(Data supplied)

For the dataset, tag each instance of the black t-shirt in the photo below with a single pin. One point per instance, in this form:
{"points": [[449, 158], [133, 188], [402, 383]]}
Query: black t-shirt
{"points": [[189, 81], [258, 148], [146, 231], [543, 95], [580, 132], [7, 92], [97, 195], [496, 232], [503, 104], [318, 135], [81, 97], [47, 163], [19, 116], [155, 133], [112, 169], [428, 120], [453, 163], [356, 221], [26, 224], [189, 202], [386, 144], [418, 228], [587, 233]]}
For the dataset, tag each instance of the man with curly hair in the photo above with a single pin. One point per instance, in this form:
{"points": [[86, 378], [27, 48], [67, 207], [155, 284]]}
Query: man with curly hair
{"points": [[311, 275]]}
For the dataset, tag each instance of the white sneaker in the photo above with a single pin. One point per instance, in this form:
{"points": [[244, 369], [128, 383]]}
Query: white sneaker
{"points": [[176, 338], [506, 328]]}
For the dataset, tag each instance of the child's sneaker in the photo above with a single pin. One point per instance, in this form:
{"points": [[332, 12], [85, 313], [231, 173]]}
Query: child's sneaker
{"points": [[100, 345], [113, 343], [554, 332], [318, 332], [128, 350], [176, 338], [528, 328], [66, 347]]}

(End Data supplied)

# [What is needed]
Only what runs from the line containing "For the dataset, tag each instance of the child's" through the final line of the entries above belongs in the answer, restated exactly.

# [Completed exercise]
For the dataset, tag each instance of the child's sneaker in the photo above with a single pin. One point per instance, in this form:
{"points": [[332, 12], [85, 313], [231, 173]]}
Query: child's sneaker
{"points": [[100, 345], [113, 343], [554, 332], [318, 332], [128, 350], [176, 338], [528, 328], [66, 347]]}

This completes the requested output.